>>>

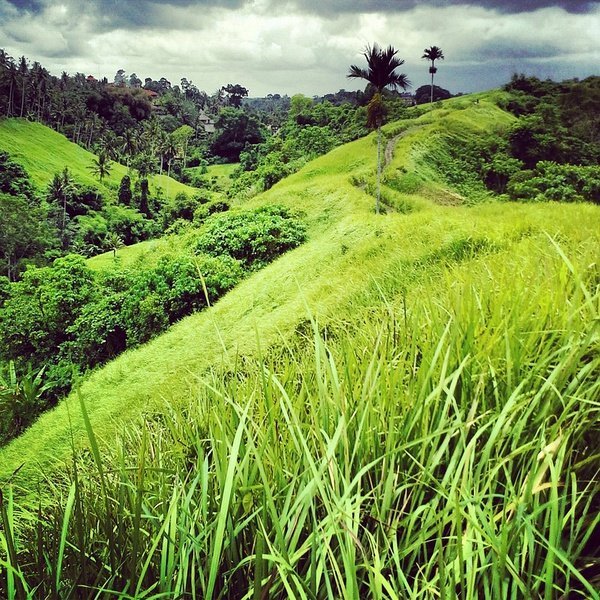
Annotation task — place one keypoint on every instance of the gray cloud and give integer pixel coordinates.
(331, 7)
(302, 46)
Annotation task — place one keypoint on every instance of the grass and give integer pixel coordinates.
(43, 152)
(404, 407)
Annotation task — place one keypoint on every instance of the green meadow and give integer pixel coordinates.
(43, 152)
(405, 406)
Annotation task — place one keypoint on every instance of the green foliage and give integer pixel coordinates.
(423, 94)
(254, 237)
(419, 444)
(124, 194)
(235, 129)
(24, 233)
(559, 121)
(551, 181)
(14, 180)
(20, 400)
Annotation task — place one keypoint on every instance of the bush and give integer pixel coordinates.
(551, 181)
(253, 237)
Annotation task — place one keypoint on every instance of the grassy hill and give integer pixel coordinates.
(401, 407)
(43, 152)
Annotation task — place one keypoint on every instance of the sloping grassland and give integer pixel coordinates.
(404, 406)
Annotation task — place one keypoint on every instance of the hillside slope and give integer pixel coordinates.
(403, 407)
(350, 253)
(43, 152)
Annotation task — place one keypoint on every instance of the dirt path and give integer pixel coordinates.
(391, 145)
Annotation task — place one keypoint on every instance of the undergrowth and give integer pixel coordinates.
(437, 445)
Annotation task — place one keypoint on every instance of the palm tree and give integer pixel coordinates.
(434, 53)
(381, 73)
(113, 241)
(101, 166)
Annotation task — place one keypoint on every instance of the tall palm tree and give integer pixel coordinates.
(432, 54)
(101, 166)
(380, 73)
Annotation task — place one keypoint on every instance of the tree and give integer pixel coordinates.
(423, 94)
(235, 93)
(124, 193)
(235, 129)
(113, 241)
(23, 233)
(432, 54)
(101, 166)
(60, 191)
(381, 73)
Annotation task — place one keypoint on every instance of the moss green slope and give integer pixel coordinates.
(44, 152)
(352, 259)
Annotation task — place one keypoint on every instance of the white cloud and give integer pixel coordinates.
(285, 51)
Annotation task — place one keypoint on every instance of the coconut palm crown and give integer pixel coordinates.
(381, 73)
(432, 54)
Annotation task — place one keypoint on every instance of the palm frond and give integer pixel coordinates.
(433, 53)
(382, 64)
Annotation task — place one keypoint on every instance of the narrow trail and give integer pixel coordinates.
(391, 145)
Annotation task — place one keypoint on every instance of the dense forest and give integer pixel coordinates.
(551, 153)
(289, 347)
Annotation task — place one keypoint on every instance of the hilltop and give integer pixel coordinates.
(411, 388)
(43, 153)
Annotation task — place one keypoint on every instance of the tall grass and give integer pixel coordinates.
(440, 443)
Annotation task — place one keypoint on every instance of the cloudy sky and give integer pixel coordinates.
(304, 46)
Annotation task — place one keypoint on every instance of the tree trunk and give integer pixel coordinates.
(10, 100)
(378, 170)
(432, 74)
(23, 100)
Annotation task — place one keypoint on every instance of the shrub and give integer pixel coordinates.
(253, 237)
(551, 181)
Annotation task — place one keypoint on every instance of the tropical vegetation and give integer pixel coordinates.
(279, 392)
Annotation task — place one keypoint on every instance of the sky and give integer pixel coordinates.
(305, 46)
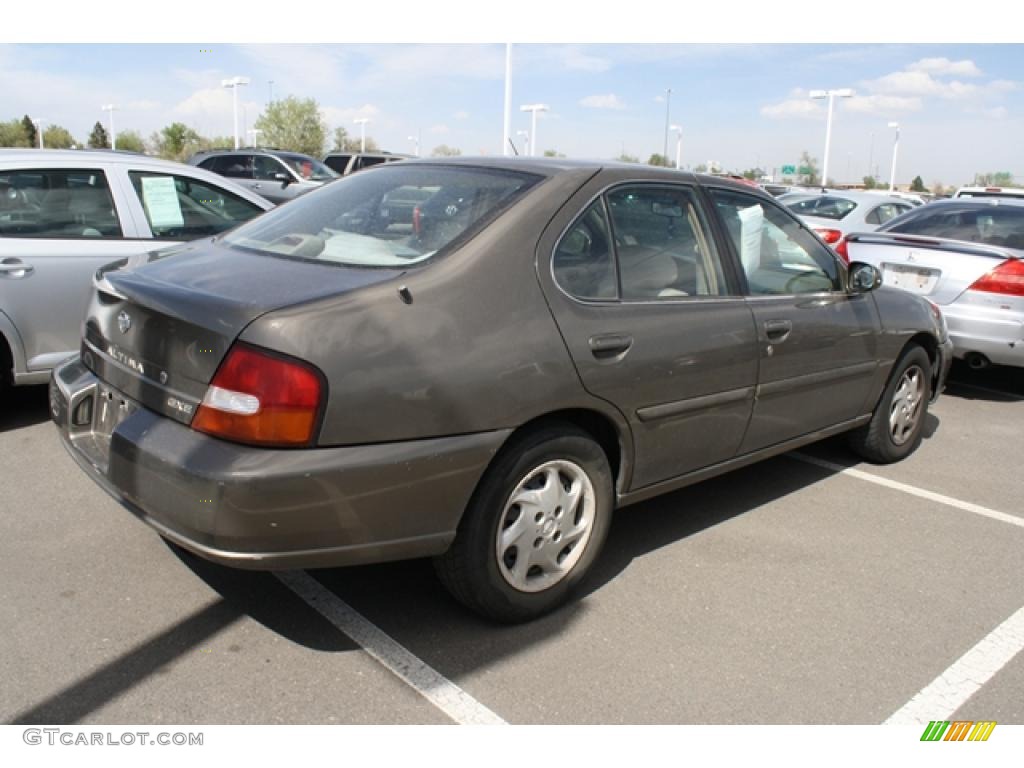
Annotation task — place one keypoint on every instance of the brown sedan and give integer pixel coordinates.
(478, 360)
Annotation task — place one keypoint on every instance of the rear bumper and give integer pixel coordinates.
(268, 509)
(993, 332)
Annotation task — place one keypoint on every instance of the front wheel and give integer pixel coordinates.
(534, 526)
(897, 425)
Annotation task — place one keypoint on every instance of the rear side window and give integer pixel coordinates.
(395, 216)
(183, 208)
(60, 204)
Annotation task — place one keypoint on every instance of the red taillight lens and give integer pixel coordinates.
(829, 236)
(843, 250)
(261, 399)
(1008, 278)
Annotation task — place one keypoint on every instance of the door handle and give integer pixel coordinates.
(609, 345)
(14, 268)
(777, 330)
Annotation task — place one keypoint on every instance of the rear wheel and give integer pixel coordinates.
(534, 526)
(898, 422)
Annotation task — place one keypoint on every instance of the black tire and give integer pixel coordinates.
(889, 437)
(485, 582)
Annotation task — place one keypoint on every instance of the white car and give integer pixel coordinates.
(65, 213)
(833, 213)
(967, 256)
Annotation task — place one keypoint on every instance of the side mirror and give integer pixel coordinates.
(863, 278)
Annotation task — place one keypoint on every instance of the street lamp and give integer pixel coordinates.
(233, 84)
(830, 94)
(525, 141)
(679, 144)
(532, 109)
(892, 174)
(668, 101)
(361, 122)
(38, 122)
(114, 136)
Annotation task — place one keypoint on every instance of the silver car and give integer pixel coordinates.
(966, 255)
(66, 213)
(834, 213)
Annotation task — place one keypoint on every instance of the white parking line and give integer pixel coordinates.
(425, 680)
(911, 489)
(952, 688)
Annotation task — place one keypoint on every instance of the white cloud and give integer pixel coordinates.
(879, 103)
(793, 108)
(602, 101)
(965, 68)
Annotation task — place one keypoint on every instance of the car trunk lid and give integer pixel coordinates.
(158, 328)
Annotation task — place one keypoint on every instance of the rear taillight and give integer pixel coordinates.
(261, 398)
(829, 236)
(843, 250)
(1008, 278)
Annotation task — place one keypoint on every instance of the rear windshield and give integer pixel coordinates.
(992, 225)
(825, 207)
(308, 168)
(396, 215)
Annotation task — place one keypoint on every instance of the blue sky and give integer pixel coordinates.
(961, 108)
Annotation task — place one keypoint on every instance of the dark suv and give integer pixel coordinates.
(273, 174)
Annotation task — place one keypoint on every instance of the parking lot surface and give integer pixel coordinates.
(793, 591)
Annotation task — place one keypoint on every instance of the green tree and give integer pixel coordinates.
(130, 141)
(98, 138)
(810, 176)
(12, 134)
(443, 151)
(30, 131)
(58, 137)
(294, 124)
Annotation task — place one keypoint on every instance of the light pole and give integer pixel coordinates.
(668, 102)
(507, 129)
(830, 95)
(361, 122)
(892, 173)
(532, 109)
(525, 141)
(679, 145)
(38, 122)
(114, 136)
(233, 84)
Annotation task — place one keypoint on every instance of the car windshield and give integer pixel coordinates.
(396, 215)
(308, 168)
(825, 207)
(990, 224)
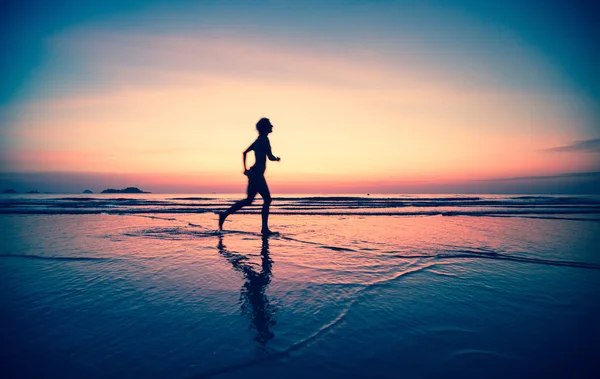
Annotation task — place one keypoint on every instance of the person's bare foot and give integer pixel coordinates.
(221, 220)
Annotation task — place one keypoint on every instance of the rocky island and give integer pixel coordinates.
(125, 190)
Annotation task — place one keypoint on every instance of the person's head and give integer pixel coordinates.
(264, 126)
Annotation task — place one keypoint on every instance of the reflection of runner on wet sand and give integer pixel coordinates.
(254, 301)
(256, 176)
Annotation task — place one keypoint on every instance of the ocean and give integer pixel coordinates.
(369, 286)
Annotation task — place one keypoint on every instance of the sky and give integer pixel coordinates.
(365, 96)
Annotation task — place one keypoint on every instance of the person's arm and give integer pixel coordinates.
(249, 149)
(270, 154)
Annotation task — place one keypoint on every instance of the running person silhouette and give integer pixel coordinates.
(256, 176)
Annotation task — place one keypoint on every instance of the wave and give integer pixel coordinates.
(315, 205)
(53, 258)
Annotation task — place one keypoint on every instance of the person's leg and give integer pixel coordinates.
(263, 189)
(251, 193)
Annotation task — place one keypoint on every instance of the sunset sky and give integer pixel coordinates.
(364, 96)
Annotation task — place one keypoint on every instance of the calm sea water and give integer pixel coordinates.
(143, 286)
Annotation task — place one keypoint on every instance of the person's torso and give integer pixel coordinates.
(261, 147)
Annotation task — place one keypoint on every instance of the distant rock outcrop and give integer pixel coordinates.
(125, 190)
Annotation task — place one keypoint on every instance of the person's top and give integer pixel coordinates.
(262, 151)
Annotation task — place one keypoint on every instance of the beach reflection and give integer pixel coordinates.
(253, 299)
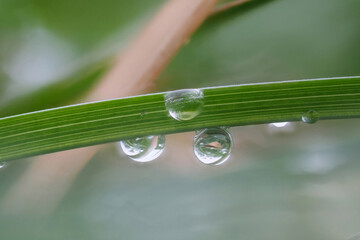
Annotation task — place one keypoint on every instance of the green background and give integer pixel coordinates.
(300, 182)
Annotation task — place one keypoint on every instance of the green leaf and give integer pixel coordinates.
(106, 121)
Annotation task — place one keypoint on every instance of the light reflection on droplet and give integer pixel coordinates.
(212, 146)
(310, 116)
(184, 104)
(3, 165)
(143, 149)
(279, 124)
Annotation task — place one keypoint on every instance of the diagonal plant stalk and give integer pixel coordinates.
(112, 120)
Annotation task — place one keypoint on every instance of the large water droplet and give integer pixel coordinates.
(184, 104)
(143, 149)
(310, 116)
(213, 146)
(3, 165)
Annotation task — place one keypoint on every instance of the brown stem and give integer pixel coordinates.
(134, 72)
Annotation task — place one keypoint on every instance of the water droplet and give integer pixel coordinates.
(213, 146)
(143, 149)
(279, 124)
(142, 114)
(310, 116)
(184, 104)
(3, 164)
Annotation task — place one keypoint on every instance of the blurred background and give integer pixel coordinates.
(297, 181)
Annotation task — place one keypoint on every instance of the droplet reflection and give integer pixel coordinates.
(184, 104)
(212, 146)
(143, 149)
(310, 116)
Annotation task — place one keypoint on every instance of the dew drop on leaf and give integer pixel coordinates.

<<<

**EXERCISE:** Starting with the line that contains "beach reflection and give integer pixel coordinates." and ending with the last line of the data above, transcribe exactly those lines and no others, without pictures.

**WRITTEN RESPONSE:**
Annotation task — place one keypoint on every instance of the beach reflection and give integer pixel coordinates.
(253, 299)
Annotation task — place one keypoint on every instance of the green background and give integer pixel coordinates.
(300, 182)
Annotation task — place one keypoint on every instance of the green leaf and give integer pixel coordinates.
(106, 121)
Annotation task — place one keypoint on every instance of the light reflection on droplet and give integer pixel coordinates.
(212, 146)
(310, 116)
(184, 104)
(3, 165)
(143, 149)
(279, 124)
Annotation task — place one keypoint on every instance of the diagonal plant stalk and give integer pixel coordinates.
(112, 120)
Annotation task — place one keypoint on every instance of the large water droplet and give integer pixel coordinates.
(184, 104)
(143, 149)
(310, 116)
(213, 146)
(3, 165)
Annotation task — place one keypoint on every instance of the brown stem and give integer pixel coordinates.
(134, 72)
Annotation task — place one keypoint on every instance of the water droplet and give integer pixel coordinates.
(213, 146)
(143, 149)
(279, 124)
(142, 114)
(310, 116)
(184, 104)
(3, 164)
Annotation task — place one keypoint on every instance of the blurred background and give integer pixel coordinates.
(297, 181)
Annotation task — place one keypoint on every instance of the droplet reflection and give integer pixel coordinates.
(184, 104)
(212, 146)
(143, 149)
(310, 116)
Annotation task — place one keypoint on every instance of the dew drop on leaf and give integer pixel coordinates.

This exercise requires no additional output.